**Dataset**.
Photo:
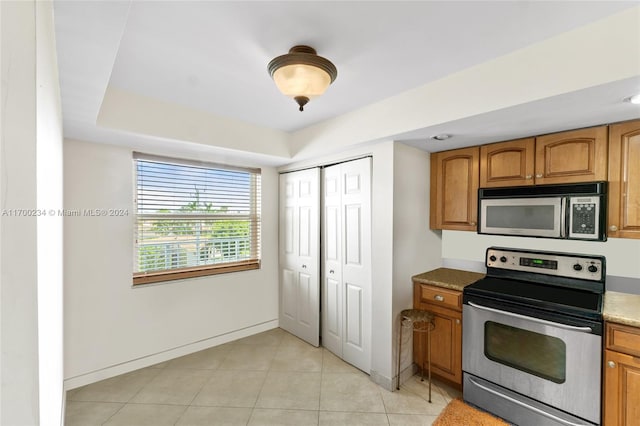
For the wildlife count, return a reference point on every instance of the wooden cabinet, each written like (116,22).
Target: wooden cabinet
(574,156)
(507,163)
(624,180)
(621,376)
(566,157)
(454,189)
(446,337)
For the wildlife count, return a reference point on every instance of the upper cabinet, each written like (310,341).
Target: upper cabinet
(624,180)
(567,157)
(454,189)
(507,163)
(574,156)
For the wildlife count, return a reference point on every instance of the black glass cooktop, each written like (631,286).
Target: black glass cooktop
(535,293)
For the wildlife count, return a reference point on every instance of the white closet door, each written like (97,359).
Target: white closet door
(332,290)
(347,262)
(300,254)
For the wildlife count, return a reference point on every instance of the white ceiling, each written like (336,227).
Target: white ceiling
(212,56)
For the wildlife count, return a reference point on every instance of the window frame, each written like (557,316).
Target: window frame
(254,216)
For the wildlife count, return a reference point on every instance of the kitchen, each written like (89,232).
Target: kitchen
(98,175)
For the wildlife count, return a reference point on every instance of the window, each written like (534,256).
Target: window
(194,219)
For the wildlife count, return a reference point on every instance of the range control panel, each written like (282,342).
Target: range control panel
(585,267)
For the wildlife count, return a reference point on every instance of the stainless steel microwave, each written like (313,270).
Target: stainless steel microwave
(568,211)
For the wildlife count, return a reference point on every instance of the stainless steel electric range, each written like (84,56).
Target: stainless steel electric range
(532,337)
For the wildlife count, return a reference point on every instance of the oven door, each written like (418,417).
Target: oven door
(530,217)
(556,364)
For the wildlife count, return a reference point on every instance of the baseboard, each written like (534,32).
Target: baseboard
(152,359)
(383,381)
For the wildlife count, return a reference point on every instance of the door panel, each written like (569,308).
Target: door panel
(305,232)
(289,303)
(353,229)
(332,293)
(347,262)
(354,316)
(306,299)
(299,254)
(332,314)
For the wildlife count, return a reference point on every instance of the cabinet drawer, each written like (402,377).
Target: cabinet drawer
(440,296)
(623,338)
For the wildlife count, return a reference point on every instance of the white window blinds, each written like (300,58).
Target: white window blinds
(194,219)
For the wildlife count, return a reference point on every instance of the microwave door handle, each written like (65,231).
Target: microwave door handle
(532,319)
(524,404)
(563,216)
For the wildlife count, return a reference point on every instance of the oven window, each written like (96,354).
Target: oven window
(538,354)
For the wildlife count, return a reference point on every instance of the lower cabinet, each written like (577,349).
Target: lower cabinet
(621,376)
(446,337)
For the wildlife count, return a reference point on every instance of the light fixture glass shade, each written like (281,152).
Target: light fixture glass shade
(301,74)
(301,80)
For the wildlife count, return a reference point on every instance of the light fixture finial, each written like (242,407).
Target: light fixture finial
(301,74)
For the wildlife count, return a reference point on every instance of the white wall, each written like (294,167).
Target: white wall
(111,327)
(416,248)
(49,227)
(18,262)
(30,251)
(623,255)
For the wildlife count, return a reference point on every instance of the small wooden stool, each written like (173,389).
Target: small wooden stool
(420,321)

**What is required**.
Pull every line of text from all the records above, unchanged, and leave the pictures out.

**Output for this exercise**.
Photo:
For the wildlife count, return a reference point on every instance of the wooden cabinet, each written like (116,22).
Target: wooden cabinet
(574,156)
(507,163)
(624,180)
(621,376)
(566,157)
(454,189)
(446,337)
For the wildlife count, return a reference point on every instance of the upper cabinet, each written like (310,341).
Target: upper cabinet
(624,180)
(567,157)
(454,189)
(507,163)
(574,156)
For the wildlife count, return a reference point on every instance of the black glass cooktop, each written like (631,286).
Target: black glass cooktop
(535,293)
For the wildlife count, return a reference point on every instance of the white closet door, each written like (97,359).
Target: white closet door
(332,290)
(347,262)
(300,254)
For the wildlife count, return a reference point on every instance of the white ceiling, each written like (336,227).
Target: white ceiling
(212,56)
For the wildlife count, return a reference point on every instance of the window frame, each written like (557,316).
Target: window frame
(254,216)
For the wildlife count, return a reference point on every instance of the kitchen, each written like (89,232).
Target: kitchen
(98,175)
For the wildlife count, return a reference point on every instance of the window, each written like (534,256).
Target: window
(194,219)
For the wildlife count, return a reference point on every instance of the range control panel, each written like (282,342).
Target: range control panel
(585,267)
For the wildlife count, return a reference point on every instance of the stainless steel microwave, each written like (313,270).
Target: stainless steel microwave
(568,211)
For the wildlife count, return a reference point on every instance of the stainless steel electric range, each written like (84,56).
Target: stainless steel electric range
(532,337)
For the wildlife count, return a reference point on every instance of the oven door, each written like (418,417).
Target: oven door
(530,217)
(556,364)
For the wildlife count, return a reference point on every instance of the baseboard, each written like (534,32).
Target: baseboard
(152,359)
(383,381)
For the wildlife count, return a reference point on every instance of the door panel, each written like (569,308).
Target: door panel
(305,232)
(289,303)
(353,229)
(332,293)
(347,262)
(354,316)
(306,299)
(299,254)
(332,314)
For the wildlife count, return a reference point on every instance of the cabinet drawer, each written like (402,377).
Target: cabinet drawer
(440,296)
(623,338)
For the wildlife count, return a reference point on every instance of the white window blinds, each written like (300,58).
Target: white window blinds
(194,219)
For the wildlife count, return a reference point on every instance of the microwave door handle, each written like (65,231).
Target: microwave door handle
(532,319)
(524,404)
(563,216)
For the wildlife count, return a reference point on every instance of the oven window, each written like (96,354).
Target: oven window
(538,354)
For the wildlife count, return a reference point on every instance of the lower cabinet, each written like (577,349).
Target: lower cabinet
(621,376)
(446,337)
For the wildlife count, return a reference point on every instance of the light fixture glass shade, each written like (281,152).
Target: light fixture glass shade
(301,74)
(301,80)
For the wildlife count, return a reference point on every instance of the light fixture finial, each written like (242,407).
Target: light fixture finial
(301,74)
For the wildlife count, return a reference point on every instance of the white wall, each written like (294,167).
Target: white wall
(111,327)
(416,248)
(49,227)
(18,262)
(30,251)
(623,255)
For the wildlife count, return a reference point on every instance of the small wooden stool, each written like (173,389).
Target: small wooden stool
(420,321)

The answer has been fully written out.